### [WRITTEN PROBLEM A]
Quote the rows below word for word, starting at the line that has "the red rope" and continuing through the final row.

### [EXCERPTED PASSAGE]
--- begin ---

Chris Harrison had the lie detector test results that Andi threw away.  He had copies.

Three men lied:  Marcus (he lied about having slept with fewer than 20 women) !!!!!!!!!!! , Dylan (he lied about preferring brunettes and he lied about being ready for marriage) and JOSH.

Josh lied.

Oh no.  No, no, no, no, no, not my Joshie!  {Insert emoji with a horrified look on one's face} There was a big ole debate about whether or not she should know Josh's lies . . . but then a bunch of the guys told her not to find out, to trust the process, etc.  So she chose not to know.  

But I kind of want to know.  I think I need to know.  I think I will not be sleeping from now on while I wonder what Josh lied about.

Then they showed bloopers which were fun and silly.  I always love the bloopers.  The bloopers make me want my own reality TV show.  Or even a sitcom.

Last, they reviewed the romance between Josh and Andi, and then between Nick and Andi.

Josh's romance -- whoa.  Josh is confident.  He is always touching her and loving on her and looking at her . . . 

Nick's romance -- it's a lot of talking.  They touch a lot, too, but Josh just seems more confident in his feelings, whereas Nick almost seems . . . I don't know.

I am just not a Nick fan.  I think we all know that.

And there you have it.  The Men Tell All.

So now we wait one week to find out who Andi picks.  And then it will be over.  And we can move on with our lives.

And with Bachelor in Paradise, obviously.  I mean, come on now.  We have to watch that.  I don't know if I can talk about it, though.  I am on the fence on that one!

Thanks so much for all the happy comments on my post yesterday!  You all have great things going on right now and it is awesome reading all of them.  It seriously made me feel better!  :)  Plus an evening with The Bachelorette always soothes the soul is what I always say.

I'm not picking winners until Wednesday so be sure to click {HERE} and enter!  :)

7/21/14

Blogging Mojo (Giveaway)

For a minute there, I felt like I had lost my blogging mojo.

Granted, it's only been two days since I last blogged, but still.  

I was worried.

We had a bit of a rough weekend.  My husband's friend/coworker/mentor lost his battle with a rare form of leukemia and we attended the memorial service on Saturday.  It was a really great service and we saw some friends we hadn't seen in a very long time.  But it was still a memorial service.  Which means it was sad.

Fortunately, my hubby was able to help him cross some things off of his bucket list in the months leading up to this so that was really good.  But it's still just very sad.

Hug your loved ones.  Tell them you love them.

We're happy to know we will see our friend again one day in Heaven.

But, even still, I feel like I've been down in the dumps because of it and it's time to get up.  Get moving.

And I need a little bit of happy right now.

SO!

Let's have a giveaway, shall we!?

Leave me a *happy* comment with your email address and I'll pick 3 winners to choose anything you want from my store.  I'll announce the winners on Wednesday!

Don't forget!  Tonight, The Men Tell All!!!  Woohoo!

7/18/14

Vegas Part 3

Happy Friday!

--- end ---

### [EXTRACTED MATERIAL]
--- begin ---

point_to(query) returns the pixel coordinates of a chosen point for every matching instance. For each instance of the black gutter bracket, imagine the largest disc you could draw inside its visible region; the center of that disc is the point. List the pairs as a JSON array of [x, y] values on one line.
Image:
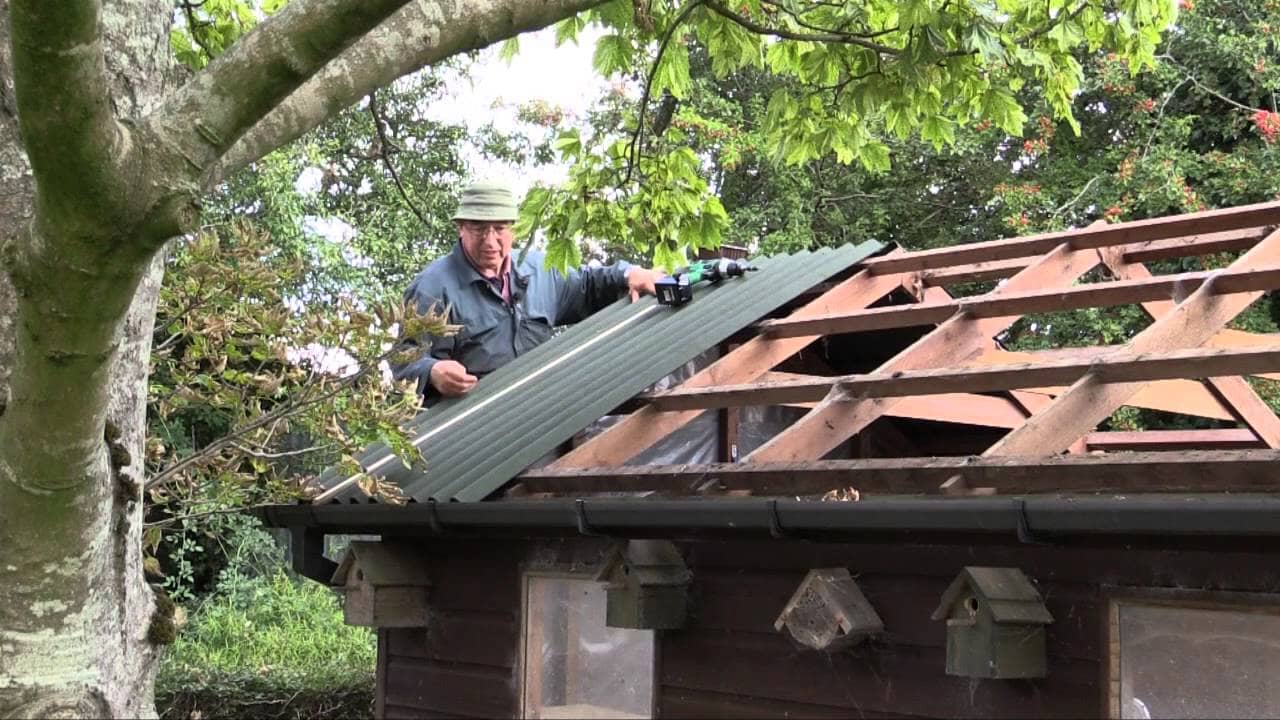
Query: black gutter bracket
[[1025, 534], [776, 531], [433, 518], [306, 554], [584, 528]]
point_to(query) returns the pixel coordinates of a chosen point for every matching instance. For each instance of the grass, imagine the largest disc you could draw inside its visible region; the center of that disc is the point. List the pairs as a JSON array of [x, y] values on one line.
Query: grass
[[273, 646]]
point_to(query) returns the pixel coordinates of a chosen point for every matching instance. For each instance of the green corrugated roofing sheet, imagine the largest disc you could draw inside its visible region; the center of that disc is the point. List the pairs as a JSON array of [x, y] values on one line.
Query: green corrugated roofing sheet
[[476, 443]]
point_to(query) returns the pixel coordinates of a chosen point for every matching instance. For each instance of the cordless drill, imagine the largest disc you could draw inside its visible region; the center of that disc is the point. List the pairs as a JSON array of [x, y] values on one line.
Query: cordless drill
[[677, 288]]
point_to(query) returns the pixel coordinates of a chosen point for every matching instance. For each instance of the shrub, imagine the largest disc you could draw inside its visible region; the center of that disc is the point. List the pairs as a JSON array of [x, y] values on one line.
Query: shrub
[[272, 646]]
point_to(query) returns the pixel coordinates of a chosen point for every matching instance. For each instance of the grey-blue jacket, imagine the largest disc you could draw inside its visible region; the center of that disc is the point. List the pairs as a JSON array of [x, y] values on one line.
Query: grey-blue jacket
[[494, 333]]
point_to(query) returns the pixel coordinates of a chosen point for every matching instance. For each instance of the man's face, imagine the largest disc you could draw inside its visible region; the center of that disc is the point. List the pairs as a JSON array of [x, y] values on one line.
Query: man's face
[[487, 242]]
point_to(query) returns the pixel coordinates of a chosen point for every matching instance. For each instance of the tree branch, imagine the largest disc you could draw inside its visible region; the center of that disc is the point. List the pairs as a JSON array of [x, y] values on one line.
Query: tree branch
[[632, 151], [801, 22], [1203, 87], [408, 41], [384, 144], [64, 106], [240, 87], [846, 39]]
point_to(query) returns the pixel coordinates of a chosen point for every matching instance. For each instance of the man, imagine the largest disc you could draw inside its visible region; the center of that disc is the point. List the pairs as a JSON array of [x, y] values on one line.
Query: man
[[503, 311]]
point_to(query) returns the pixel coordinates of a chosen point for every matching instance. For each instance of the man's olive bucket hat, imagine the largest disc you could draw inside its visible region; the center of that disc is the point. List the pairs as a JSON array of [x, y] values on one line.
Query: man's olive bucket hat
[[488, 201]]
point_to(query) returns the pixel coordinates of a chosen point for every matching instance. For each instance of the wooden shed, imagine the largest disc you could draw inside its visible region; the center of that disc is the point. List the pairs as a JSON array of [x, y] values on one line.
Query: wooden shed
[[922, 465]]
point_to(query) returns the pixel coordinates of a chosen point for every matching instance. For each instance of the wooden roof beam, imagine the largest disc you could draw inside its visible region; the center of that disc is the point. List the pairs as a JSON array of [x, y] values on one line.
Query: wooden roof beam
[[1118, 367], [757, 356], [1240, 470], [1084, 238], [835, 419], [1008, 304], [1091, 400], [1189, 246], [1234, 392], [1148, 441]]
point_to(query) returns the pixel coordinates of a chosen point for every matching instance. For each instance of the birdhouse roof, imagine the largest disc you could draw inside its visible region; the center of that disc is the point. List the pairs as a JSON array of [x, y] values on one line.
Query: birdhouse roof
[[1005, 592]]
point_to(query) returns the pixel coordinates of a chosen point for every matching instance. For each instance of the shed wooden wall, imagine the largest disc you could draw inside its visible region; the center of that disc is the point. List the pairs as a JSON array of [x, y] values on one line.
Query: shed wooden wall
[[730, 661]]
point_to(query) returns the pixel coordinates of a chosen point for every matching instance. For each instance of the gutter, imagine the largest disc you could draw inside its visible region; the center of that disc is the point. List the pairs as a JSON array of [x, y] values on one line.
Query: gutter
[[1087, 515], [1034, 519]]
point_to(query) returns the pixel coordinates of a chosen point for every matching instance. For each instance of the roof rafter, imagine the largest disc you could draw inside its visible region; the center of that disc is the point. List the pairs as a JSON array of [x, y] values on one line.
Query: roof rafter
[[750, 360], [1091, 399], [836, 419], [1235, 392], [1083, 238], [1239, 470], [1116, 367], [1041, 300], [1188, 246]]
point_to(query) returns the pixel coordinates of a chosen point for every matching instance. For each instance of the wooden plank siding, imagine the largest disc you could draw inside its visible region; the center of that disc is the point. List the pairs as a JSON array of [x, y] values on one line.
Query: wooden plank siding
[[464, 664], [730, 662]]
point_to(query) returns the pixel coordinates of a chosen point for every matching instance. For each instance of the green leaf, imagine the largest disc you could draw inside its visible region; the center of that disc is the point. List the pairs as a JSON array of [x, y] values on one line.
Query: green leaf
[[508, 50], [568, 144], [568, 28], [1002, 109], [563, 254], [613, 54], [937, 130], [672, 72], [667, 258], [874, 156], [984, 42]]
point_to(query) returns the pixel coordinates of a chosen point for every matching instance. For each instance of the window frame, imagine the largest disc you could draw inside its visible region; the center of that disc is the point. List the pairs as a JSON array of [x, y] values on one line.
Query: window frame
[[1179, 598], [581, 575]]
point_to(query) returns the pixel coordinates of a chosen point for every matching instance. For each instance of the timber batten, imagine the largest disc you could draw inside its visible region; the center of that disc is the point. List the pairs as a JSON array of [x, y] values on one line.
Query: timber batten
[[900, 472]]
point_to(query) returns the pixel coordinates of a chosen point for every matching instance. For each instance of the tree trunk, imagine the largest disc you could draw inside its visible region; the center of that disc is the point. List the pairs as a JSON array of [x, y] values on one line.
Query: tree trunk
[[77, 620], [119, 167]]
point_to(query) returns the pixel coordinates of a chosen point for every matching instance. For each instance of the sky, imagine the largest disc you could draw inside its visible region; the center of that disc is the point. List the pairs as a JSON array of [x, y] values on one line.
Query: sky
[[492, 90], [561, 76]]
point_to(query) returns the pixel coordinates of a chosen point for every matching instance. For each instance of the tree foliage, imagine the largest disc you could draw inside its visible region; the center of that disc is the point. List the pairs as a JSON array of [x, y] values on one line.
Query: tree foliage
[[844, 81]]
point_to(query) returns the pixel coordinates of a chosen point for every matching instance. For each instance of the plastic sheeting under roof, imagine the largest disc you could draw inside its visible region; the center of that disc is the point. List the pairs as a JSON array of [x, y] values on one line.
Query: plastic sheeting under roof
[[476, 443]]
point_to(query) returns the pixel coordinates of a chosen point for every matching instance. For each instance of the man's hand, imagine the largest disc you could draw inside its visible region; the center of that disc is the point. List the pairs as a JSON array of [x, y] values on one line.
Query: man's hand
[[640, 282], [451, 378]]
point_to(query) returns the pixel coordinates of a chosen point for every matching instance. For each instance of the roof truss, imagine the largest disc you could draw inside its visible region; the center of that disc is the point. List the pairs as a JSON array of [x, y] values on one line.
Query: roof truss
[[1050, 402]]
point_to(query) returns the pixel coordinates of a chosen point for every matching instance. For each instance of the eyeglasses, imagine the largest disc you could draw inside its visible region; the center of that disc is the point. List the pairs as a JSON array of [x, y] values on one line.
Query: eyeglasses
[[483, 228]]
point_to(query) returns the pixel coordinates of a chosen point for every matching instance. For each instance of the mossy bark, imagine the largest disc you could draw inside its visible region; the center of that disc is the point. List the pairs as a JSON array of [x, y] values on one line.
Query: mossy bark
[[103, 159]]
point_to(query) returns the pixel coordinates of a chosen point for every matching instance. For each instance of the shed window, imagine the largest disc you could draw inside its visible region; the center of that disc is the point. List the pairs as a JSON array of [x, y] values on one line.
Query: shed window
[[574, 665], [1194, 661]]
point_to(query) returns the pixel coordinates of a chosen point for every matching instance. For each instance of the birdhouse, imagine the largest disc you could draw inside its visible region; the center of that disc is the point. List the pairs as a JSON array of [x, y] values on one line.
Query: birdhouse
[[384, 584], [995, 624], [828, 611], [648, 586]]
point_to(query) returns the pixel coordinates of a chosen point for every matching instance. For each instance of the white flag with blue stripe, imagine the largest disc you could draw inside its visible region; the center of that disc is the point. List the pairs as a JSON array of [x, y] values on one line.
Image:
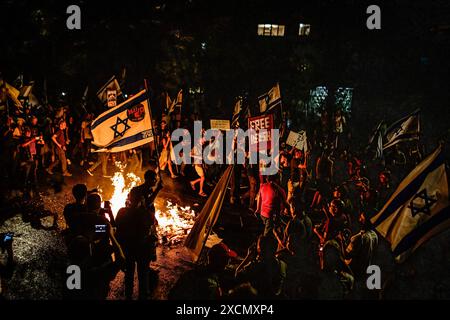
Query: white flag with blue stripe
[[419, 208], [124, 127]]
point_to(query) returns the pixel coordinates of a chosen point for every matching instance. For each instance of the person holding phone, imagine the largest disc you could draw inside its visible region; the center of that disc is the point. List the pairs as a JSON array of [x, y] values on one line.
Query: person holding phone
[[59, 139]]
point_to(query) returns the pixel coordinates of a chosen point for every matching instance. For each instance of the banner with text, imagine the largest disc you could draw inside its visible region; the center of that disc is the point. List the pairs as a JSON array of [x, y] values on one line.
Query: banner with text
[[261, 140]]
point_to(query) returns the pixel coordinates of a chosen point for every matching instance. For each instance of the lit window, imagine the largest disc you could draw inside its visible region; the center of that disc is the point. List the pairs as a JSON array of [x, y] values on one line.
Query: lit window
[[274, 30], [304, 29]]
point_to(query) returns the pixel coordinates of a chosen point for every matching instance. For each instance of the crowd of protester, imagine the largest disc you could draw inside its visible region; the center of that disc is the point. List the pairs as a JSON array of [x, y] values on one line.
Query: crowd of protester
[[316, 240]]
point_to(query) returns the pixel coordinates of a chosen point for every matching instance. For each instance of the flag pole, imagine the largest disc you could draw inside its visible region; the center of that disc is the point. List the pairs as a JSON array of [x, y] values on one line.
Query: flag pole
[[151, 124]]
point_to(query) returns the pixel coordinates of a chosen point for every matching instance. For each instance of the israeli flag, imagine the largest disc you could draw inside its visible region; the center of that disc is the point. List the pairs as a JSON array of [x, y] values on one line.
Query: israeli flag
[[124, 127]]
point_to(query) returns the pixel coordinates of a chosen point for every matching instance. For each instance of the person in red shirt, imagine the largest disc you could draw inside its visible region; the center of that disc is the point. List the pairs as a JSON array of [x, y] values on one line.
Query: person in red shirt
[[271, 202], [59, 139]]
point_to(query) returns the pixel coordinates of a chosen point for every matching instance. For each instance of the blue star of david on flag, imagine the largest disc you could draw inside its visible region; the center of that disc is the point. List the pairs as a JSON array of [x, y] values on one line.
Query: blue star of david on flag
[[119, 121]]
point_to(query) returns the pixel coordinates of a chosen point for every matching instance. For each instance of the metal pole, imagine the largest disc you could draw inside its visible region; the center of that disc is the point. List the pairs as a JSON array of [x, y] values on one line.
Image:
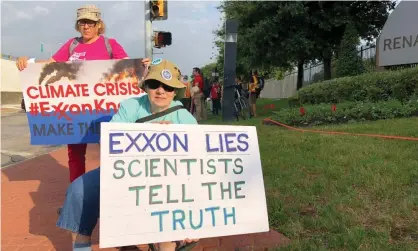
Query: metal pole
[[230, 62], [148, 30]]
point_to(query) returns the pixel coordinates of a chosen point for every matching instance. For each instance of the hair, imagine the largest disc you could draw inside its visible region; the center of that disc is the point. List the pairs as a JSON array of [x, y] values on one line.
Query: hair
[[102, 28]]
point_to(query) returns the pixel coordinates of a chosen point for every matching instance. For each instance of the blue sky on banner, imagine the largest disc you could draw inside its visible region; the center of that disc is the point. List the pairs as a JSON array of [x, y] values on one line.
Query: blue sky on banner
[[27, 24]]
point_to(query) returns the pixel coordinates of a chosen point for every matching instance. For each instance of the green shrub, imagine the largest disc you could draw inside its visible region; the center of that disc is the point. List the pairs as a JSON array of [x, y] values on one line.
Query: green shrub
[[368, 87], [348, 112]]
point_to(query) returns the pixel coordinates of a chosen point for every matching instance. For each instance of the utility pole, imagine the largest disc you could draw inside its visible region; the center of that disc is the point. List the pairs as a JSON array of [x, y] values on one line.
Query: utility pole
[[230, 63], [148, 30]]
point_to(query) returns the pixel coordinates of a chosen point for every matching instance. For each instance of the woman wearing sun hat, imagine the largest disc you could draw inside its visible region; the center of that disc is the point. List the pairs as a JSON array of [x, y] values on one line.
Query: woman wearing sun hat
[[81, 207], [91, 45]]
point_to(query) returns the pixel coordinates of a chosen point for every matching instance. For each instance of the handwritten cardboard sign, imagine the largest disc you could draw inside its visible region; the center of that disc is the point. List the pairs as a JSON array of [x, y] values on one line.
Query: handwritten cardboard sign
[[66, 102], [171, 182]]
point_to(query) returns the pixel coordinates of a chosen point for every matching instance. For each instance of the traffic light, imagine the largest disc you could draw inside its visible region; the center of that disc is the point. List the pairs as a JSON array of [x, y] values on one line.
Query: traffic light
[[158, 9], [162, 39]]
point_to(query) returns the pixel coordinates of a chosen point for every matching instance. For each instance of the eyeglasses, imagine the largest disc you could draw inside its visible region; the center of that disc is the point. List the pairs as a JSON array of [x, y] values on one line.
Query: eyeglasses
[[155, 85], [90, 23]]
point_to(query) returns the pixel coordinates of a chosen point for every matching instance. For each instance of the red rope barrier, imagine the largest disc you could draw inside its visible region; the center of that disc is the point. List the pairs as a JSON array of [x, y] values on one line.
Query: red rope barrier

--- end ---

### [WRITTEN PROBLEM B]
Print the part of the blog post above that starts with the words "For a minute" and ends after "day in Heaven.", copying it without any changes.

### [FULL OUTPUT A]
point_to(query) returns the pixel coordinates of a chosen point for every matching instance. For each instance of the red rope barrier, imagine the largest disc you could draw inside its visible region; the center of that disc is the point. List the pairs as a JSON array of [x, y] values on one line.
Query: red rope barrier

### [FULL OUTPUT B]
For a minute there, I felt like I had lost my blogging mojo.

Granted, it's only been two days since I last blogged, but still.  

I was worried.

We had a bit of a rough weekend.  My husband's friend/coworker/mentor lost his battle with a rare form of leukemia and we attended the memorial service on Saturday.  It was a really great service and we saw some friends we hadn't seen in a very long time.  But it was still a memorial service.  Which means it was sad.

Fortunately, my hubby was able to help him cross some things off of his bucket list in the months leading up to this so that was really good.  But it's still just very sad.

Hug your loved ones.  Tell them you love them.

We're happy to know we will see our friend again one day in Heaven.